• WORK TO BE COMPLETED: Can you repeat word for word the passage of the article on the pig tail-biting spray, starting at "Geoffrey Simmons has" and ending at "it has patented."?

SOURCE DOCUMENT: Begin

Sam Walton reports on a new spray that’s been developed to help control tail-biting
Have you ever wondered what happens to prescription tablets that are taken back to the doctor or pharmacy? Well, they’re destroyed using what’s known as controlled destruction kits. Yorkshire Hygiene Services (YHS), based at Northallerton, is a manufacturer of these kits and uses a product called Bitrex in the process. This is so foul tasting that not even the most desperate addict would touch pharmaceuticals treated with it.
Bitrex has already been used in a product to stop horses biting railings, stable doors, cribs and other wooden areas – apparently after just one bite, the horses back away and never go near again – and now it’s also available in Tail Guard, a new product that’s being made by YHS and marketed by A-One Feed Supplements.
Tail Guard was developed after pig producer Geoffrey Simmons asked his son Ruben if YHS had a product that would put pigs off tail-biting. Ruben works with YHS owners David and Andrew Best, and the company set to work on the challenge of finding a foolproof way of easily applying a long-lasting product containing Bitrex to a pig’s tail.
Geoffrey Simmons has kept pigs for more than 50 years, and like many fellow producers, after the last foot-and-mouth outbreak he disbanded his breeding herd and converted the buildings to do bed and breakfast. Tail biting had always been a bit of a problem, no matter what type of buildings the pigs were kept in. Toys have helped, as did Stockholm tar to some degree, but that doesn’t last long and soon disappears from the tail.
Mr Simmons let YHS trial the new product for about six months as the company tried various strengths to see what worked best, and at the same time it developed a method of application that it has patented.
Now on the market as Tail Guard, the product containing Bitrex is dispensed from a 500ml plastic bottle with a hand-pumped aerosol action. Once applied, the product stays on the tail for several weeks, and in a clever bit of reverse psychology Tail Guard is coloured red so it looks like blood. This attracts the pigs initially, but once they’ve had a taste, they never go near again.
Mr Simmons reports he’s had no biting whatsoever while using the product. He has even used it to successfuly protect a pig with an anal prolapse, while another with damage to a foot that was bleeding also attracted no biting from other pigs.
A-One, which is marketing Tail Guard, is confident that the treatment will work as a deterrent as well as a cure, and would like to see a bottle on every unit. It can be applied from a distance of one metre, and the only warning is not to get it into the eyes.
Officially launched at this year’s EuroTier exhibition, it created great interest, as would anything that can help stop tail biting because it’s a very disturbing condition to have in any piggery. It’s not cheap at £42 for a single bottle (the price comes down to £30/bottle for a box of eight), but with a claimed 300 treatments in a bottle, the few pence it costs per pig will quickly repay itself by avoiding a condemned carcase or a greatly reduced price for a tail-bitten pig.

SOURCE DOCUMENT: End
LISTED RECORDS: Begin

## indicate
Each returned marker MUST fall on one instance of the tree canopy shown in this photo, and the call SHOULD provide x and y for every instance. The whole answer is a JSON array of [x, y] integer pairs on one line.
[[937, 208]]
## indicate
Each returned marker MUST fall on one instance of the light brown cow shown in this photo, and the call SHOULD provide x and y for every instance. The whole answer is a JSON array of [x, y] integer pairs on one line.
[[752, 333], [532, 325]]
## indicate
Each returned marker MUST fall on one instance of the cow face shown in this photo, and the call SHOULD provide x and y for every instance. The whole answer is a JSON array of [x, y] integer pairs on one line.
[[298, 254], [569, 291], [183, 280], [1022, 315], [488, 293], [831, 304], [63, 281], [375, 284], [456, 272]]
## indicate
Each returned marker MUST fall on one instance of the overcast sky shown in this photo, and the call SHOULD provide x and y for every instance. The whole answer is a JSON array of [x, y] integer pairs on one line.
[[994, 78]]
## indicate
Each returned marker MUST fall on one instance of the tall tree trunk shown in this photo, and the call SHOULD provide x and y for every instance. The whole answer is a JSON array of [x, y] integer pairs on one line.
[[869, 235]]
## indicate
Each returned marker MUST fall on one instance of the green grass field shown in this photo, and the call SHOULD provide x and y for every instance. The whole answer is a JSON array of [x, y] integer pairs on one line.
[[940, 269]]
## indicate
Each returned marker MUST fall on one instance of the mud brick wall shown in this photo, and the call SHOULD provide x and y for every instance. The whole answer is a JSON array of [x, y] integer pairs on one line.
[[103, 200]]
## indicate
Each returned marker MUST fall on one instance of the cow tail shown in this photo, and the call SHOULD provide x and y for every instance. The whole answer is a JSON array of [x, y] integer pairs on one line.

LISTED RECORDS: End

• EXERCISE RESULT:
Geoffrey Simmons has kept pigs for more than 50 years, and like many fellow producers, after the last foot-and-mouth outbreak he disbanded his breeding herd and converted the buildings to do bed and breakfast. Tail biting had always been a bit of a problem, no matter what type of buildings the pigs were kept in. Toys have helped, as did Stockholm tar to some degree, but that doesn’t last long and soon disappears from the tail.
Mr Simmons let YHS trial the new product for about six months as the company tried various strengths to see what worked best, and at the same time it developed a method of application that it has patented.